____ Material shown

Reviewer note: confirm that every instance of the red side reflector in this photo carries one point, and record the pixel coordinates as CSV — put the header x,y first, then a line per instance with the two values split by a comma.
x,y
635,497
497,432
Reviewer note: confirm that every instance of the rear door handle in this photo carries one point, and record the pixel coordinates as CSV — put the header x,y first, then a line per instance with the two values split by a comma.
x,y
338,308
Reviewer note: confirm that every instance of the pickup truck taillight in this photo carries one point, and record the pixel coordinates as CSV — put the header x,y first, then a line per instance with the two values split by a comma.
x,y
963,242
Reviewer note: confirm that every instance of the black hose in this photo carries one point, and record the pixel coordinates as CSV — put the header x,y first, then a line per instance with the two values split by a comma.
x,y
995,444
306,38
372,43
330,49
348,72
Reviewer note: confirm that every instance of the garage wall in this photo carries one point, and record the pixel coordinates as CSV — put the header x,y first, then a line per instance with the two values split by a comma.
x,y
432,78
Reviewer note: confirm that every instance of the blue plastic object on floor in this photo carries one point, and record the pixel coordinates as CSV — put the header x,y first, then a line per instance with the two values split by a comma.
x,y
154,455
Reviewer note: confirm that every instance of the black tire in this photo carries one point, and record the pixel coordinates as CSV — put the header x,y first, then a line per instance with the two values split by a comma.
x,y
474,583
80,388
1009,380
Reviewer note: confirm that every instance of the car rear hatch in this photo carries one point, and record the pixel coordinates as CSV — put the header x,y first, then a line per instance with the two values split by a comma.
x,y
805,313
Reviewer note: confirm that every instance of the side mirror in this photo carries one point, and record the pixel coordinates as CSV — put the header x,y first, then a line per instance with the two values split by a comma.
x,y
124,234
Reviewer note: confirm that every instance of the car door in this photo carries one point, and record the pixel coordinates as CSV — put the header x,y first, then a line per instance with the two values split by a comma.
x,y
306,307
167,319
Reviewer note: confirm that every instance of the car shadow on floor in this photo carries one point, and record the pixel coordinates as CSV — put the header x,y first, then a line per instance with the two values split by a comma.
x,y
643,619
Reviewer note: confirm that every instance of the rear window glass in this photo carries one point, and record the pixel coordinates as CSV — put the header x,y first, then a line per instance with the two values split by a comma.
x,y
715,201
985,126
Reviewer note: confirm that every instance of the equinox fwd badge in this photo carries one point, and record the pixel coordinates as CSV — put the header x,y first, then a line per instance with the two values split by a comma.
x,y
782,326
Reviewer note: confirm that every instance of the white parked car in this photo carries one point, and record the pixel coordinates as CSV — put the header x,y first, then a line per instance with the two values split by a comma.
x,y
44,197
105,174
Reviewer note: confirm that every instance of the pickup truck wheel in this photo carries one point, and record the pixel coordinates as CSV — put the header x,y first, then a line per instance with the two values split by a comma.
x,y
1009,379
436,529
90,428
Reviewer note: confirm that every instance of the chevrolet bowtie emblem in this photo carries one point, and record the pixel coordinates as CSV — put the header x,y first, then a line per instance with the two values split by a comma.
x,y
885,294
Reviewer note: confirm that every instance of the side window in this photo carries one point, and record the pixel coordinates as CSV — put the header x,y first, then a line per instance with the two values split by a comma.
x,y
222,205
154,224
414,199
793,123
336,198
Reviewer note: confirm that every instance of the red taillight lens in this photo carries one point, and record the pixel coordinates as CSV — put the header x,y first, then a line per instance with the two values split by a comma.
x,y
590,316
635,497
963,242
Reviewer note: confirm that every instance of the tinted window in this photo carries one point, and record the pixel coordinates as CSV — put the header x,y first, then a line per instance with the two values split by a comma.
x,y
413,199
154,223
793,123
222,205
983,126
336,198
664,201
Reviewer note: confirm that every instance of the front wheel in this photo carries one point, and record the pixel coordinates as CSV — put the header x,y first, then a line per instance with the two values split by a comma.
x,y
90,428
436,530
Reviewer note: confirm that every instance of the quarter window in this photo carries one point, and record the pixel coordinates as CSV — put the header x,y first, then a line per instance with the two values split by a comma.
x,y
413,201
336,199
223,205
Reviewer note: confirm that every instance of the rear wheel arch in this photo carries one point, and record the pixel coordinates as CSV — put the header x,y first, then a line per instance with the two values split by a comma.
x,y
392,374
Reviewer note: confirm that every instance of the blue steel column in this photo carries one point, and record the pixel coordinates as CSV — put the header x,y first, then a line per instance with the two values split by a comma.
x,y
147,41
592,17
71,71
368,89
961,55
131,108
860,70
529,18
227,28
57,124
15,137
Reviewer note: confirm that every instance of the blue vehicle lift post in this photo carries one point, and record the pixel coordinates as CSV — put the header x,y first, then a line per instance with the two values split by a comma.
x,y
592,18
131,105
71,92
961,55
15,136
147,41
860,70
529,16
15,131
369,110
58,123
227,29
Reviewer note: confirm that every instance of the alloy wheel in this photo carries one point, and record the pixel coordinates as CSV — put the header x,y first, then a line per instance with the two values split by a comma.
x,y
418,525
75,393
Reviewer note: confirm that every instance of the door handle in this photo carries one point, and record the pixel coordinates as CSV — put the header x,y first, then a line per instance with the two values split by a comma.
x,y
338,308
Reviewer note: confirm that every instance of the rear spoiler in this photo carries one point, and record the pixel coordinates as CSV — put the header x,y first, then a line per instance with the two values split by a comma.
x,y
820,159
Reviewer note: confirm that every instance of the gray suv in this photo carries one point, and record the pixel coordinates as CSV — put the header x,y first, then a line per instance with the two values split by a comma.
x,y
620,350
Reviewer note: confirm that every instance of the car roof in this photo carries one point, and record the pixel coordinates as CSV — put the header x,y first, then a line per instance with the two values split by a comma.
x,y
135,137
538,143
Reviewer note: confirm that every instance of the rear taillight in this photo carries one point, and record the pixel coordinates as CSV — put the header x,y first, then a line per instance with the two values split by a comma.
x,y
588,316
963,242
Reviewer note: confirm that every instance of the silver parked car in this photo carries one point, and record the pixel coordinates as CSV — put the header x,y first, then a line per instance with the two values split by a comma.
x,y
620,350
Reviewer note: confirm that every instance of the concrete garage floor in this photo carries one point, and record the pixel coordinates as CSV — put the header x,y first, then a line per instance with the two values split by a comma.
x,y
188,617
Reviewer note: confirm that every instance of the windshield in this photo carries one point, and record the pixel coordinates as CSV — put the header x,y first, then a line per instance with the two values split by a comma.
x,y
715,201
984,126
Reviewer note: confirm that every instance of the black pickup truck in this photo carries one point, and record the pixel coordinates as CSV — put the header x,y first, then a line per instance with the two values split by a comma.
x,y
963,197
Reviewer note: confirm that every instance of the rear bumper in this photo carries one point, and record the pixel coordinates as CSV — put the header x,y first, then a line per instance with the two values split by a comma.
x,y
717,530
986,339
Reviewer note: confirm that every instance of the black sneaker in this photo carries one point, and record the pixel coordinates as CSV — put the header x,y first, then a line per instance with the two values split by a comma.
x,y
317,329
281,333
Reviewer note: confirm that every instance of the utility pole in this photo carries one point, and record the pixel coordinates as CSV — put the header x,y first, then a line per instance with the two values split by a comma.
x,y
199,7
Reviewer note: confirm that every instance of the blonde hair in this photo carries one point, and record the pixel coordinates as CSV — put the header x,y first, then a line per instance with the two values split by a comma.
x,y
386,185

________

● **Task prompt**
Arrange every line of the items above as a Markdown table with the columns Row and Item line. Number the rows in order and leave out any blank lines.

● **Completed task**
| Row | Item line |
|---|---|
| 1 | Reviewer note: confirm that every instance of the red side reflector in this photo carries one point, and record the pixel coordinates as CSV — put the header x,y first, then a line per instance with the two values split by a comma. |
| 2 | x,y |
| 3 | 635,497 |
| 4 | 497,432 |
| 5 | Reviewer note: confirm that every instance of the rear door handle in this photo carries one point, and record the pixel coordinates as CSV — put the header x,y first, then a line per instance with the two values split by a comma. |
| 6 | x,y |
| 7 | 338,308 |
| 8 | Reviewer note: confirm that every instance of the pickup truck taillight in this photo carries one point, and record the pixel coordinates as CSV — put the header x,y first, then a line per instance with the two values split by a comma. |
| 9 | x,y |
| 10 | 963,242 |
| 11 | Reviewer note: confirm that every instance of the black hose in this photo carries one point, and record the pixel coordinates as CSV — put the header x,y first, then a line per instance with the two values split by a comma. |
| 12 | x,y |
| 13 | 995,444 |
| 14 | 306,38 |
| 15 | 372,43 |
| 16 | 330,49 |
| 17 | 348,72 |
| 18 | Reviewer note: confirm that every instance of the garage wall in this photo carries one point, and record the pixel coordinates as CSV — put the header x,y first, then a line per instance with the two values split by a comma. |
| 19 | x,y |
| 20 | 432,78 |
| 21 | Reviewer note: confirm that every instance of the blue plastic object on floor in this photo carries one point, and record the pixel coordinates as CSV — put the header x,y first, then a line per instance with the two values split by a comma. |
| 22 | x,y |
| 23 | 154,455 |
| 24 | Reviewer note: confirm that every instance of the black tire in this photo carries one point, and record the pixel coordinates as CSV — put the header x,y first, then a line per instance with the two values split by a comma. |
| 25 | x,y |
| 26 | 474,583 |
| 27 | 80,388 |
| 28 | 1009,380 |
| 29 | Reviewer note: confirm that every instance of the car rear hatch in this photo carries one point, and record the pixel coordinates as CSV — put the header x,y first, then a line per instance with the two values split by a comma. |
| 30 | x,y |
| 31 | 805,313 |
| 32 | Reviewer note: confirm that every instance of the side mirror in this photo carries one point, and record the pixel coordinates as CSV — put the header x,y first, then a line per instance with the two values split by a comma. |
| 33 | x,y |
| 34 | 124,234 |
| 35 | Reviewer note: confirm that every instance of the car door in this photo carries one point, and record the pixel coordinates as CSV — put the header x,y first, then a line per instance with the two values split by a comma. |
| 36 | x,y |
| 37 | 306,307 |
| 38 | 167,319 |
| 39 | Reviewer note: confirm that every instance of the car shadow on floor in this photo carries one point, and record the pixel coordinates as CSV — put the header x,y first, then a line per instance with the two values split by a comma. |
| 40 | x,y |
| 41 | 643,619 |
| 42 | Reviewer note: confirm that every instance of the rear window glass in this photo carries one point, and record the pixel coordinates as CSV — put the header x,y first, then a line per instance with the two values split by a comma. |
| 43 | x,y |
| 44 | 715,201 |
| 45 | 985,126 |
| 46 | Reviewer note: confirm that every instance of the equinox fwd badge in this photo carries one point, and record the pixel coordinates as CSV — put the header x,y first, then a line per instance with the two values split by a comma. |
| 47 | x,y |
| 48 | 782,326 |
| 49 | Reviewer note: confirm that every instance of the white parked car in this photo carries one point, and record the pixel coordinates as CSV — put the header x,y first, then a line per instance with the two values split by a comma. |
| 50 | x,y |
| 51 | 44,197 |
| 52 | 105,174 |
| 53 | Reviewer note: confirm that every instance of the pickup truck wheel in this photo carries one point, and record the pixel coordinates as CSV — put the header x,y first, then a line per instance with the two values split by a comma. |
| 54 | x,y |
| 55 | 1009,379 |
| 56 | 436,529 |
| 57 | 90,428 |
| 58 | Reviewer note: confirm that every instance of the chevrolet bowtie emblem in this photo carries one point, and record the pixel coordinates as CSV — put the header x,y first, then a line per instance with the two values split by a comma. |
| 59 | x,y |
| 60 | 885,294 |
| 61 | Reviewer note: confirm that every instance of the side window in this photo carries one point, and record the pixel coordinates as CSV — put the header x,y first, then a line per instance with the two values split by a comma. |
| 62 | x,y |
| 63 | 222,205 |
| 64 | 154,224 |
| 65 | 414,199 |
| 66 | 793,123 |
| 67 | 336,198 |
| 68 | Reviewer note: confirm that every instance of the red taillight lens in this photo carries one point, and record the pixel coordinates as CSV — put the header x,y first, then a line per instance with the two values split by a comma. |
| 69 | x,y |
| 70 | 590,316 |
| 71 | 635,497 |
| 72 | 963,242 |
| 73 | Reviewer note: confirm that every instance of the tinted window in this photo carries one point, and record the pixel coordinates as CSV — put the header x,y first, then a line per instance with the two values split by a comma. |
| 74 | x,y |
| 75 | 413,199 |
| 76 | 154,223 |
| 77 | 793,123 |
| 78 | 222,205 |
| 79 | 983,126 |
| 80 | 336,198 |
| 81 | 664,201 |
| 82 | Reviewer note: confirm that every instance of the front wheel in this photo carries one point, and record the pixel coordinates as CSV — put the header x,y first, then a line per instance with the two values split by a comma. |
| 83 | x,y |
| 84 | 90,428 |
| 85 | 436,530 |
| 86 | Reviewer note: confirm that every instance of the quarter window in this photo carries one point, and record the pixel coordinates as CSV — put the header x,y first, then a line per instance with the two values split by a comma. |
| 87 | x,y |
| 88 | 413,201 |
| 89 | 336,199 |
| 90 | 223,205 |
| 91 | Reviewer note: confirm that every instance of the rear wheel arch in this photo carries one point, and record the pixel coordinates as CSV — put the header x,y first, then a line per instance with the two values split by a comma. |
| 92 | x,y |
| 93 | 392,374 |
| 94 | Reviewer note: confirm that every instance of the blue steel column in this photo carries one point, and record the pixel coordinates as CSV — put the header x,y first, then a line per instance with the two values split by a comma. |
| 95 | x,y |
| 96 | 147,41 |
| 97 | 592,17 |
| 98 | 71,71 |
| 99 | 368,89 |
| 100 | 961,55 |
| 101 | 131,108 |
| 102 | 860,70 |
| 103 | 529,18 |
| 104 | 227,28 |
| 105 | 57,124 |
| 106 | 15,137 |
| 107 | Reviewer note: confirm that every instance of the blue vehicle lift post in this photo carries one point, and record the pixel coordinates as CSV — put the header x,y first, then a line per instance with the two values split by a comma. |
| 108 | x,y |
| 109 | 592,18 |
| 110 | 131,105 |
| 111 | 71,92 |
| 112 | 961,55 |
| 113 | 15,136 |
| 114 | 147,41 |
| 115 | 860,70 |
| 116 | 529,16 |
| 117 | 15,131 |
| 118 | 369,110 |
| 119 | 58,123 |
| 120 | 227,29 |
| 121 | Reviewer note: confirm that every instance of the alloy wheel in this photo carries one point, and record the pixel coordinates as CSV — put the header x,y first, then a line per instance with the two values split by a comma. |
| 122 | x,y |
| 123 | 418,525 |
| 124 | 75,393 |
| 125 | Reviewer note: confirm that every instance of the door handle in this photo carries one point, and record the pixel coordinates as CSV — put the header x,y first, then a line per instance with the two values split by a comma. |
| 126 | x,y |
| 127 | 338,308 |
| 128 | Reviewer note: confirm that every instance of the rear spoiler in this photo carries one point, and record the pixel coordinates as CSV — put the header x,y first, then a line per instance with the two values split by a comma. |
| 129 | x,y |
| 130 | 820,159 |
| 131 | Reviewer note: confirm that every instance of the gray suv in this photo carries one point, and record the pixel coordinates as CSV — put the header x,y first, then a line per instance with the two values split by a comma. |
| 132 | x,y |
| 133 | 620,350 |
| 134 | Reviewer note: confirm that every instance of the car roof in this photo carries one point, and record the pixel coordinates as CSV — put the header x,y first, then a line per instance with the two values split by a comma. |
| 135 | x,y |
| 136 | 135,137 |
| 137 | 538,143 |
| 138 | Reviewer note: confirm that every instance of the rear taillight in this photo carries one point, and record the pixel coordinates as CSV — put the header x,y first, then a line per instance with the two values split by a comma. |
| 139 | x,y |
| 140 | 588,316 |
| 141 | 963,242 |
| 142 | Reviewer note: confirm that every instance of the silver parked car in this photo carries one point, and record the pixel coordinates as CSV — put the header x,y first, then a line per instance with the two values split by a comma. |
| 143 | x,y |
| 144 | 620,350 |
| 145 | Reviewer note: confirm that every instance of the concrete garage floor in this photo carries one point, and record the pixel coordinates as CSV — put the header x,y first, then a line per instance with the two values split by a comma. |
| 146 | x,y |
| 147 | 188,617 |
| 148 | Reviewer note: confirm that every instance of the windshield in this photo carries one point, and record the pixel coordinates as CSV — put the header x,y first, then a line per instance with the two values split by a comma. |
| 149 | x,y |
| 150 | 715,201 |
| 151 | 984,126 |
| 152 | Reviewer note: confirm that every instance of the black pickup truck in this photo carries one point, and record the pixel coordinates as CSV — put the header x,y first, then a line per instance with the two values split by a comma. |
| 153 | x,y |
| 154 | 963,197 |
| 155 | Reviewer note: confirm that every instance of the rear bumper in this photo carries one point, and record the pixel coordinates as CSV — put the header x,y first, then a line per instance with the two values split by a comma. |
| 156 | x,y |
| 157 | 717,530 |
| 158 | 986,339 |
| 159 | Reviewer note: confirm that every instance of the black sneaker in this photo carries one point, and record the pixel coordinates as CSV — put the header x,y first, then a line per instance with the two values split by a comma. |
| 160 | x,y |
| 161 | 317,329 |
| 162 | 281,333 |
| 163 | Reviewer note: confirm that every instance of the utility pole in this photo carries one point, and record the pixel coordinates as CSV — put the header x,y first, then a line per instance with the two values split by a comma. |
| 164 | x,y |
| 165 | 199,7 |
| 166 | Reviewer note: confirm that every instance of the blonde hair in this photo carries one point, and record the pixel coordinates as CSV — put the header x,y first, then a line per instance with the two values split by a comma. |
| 167 | x,y |
| 168 | 386,185 |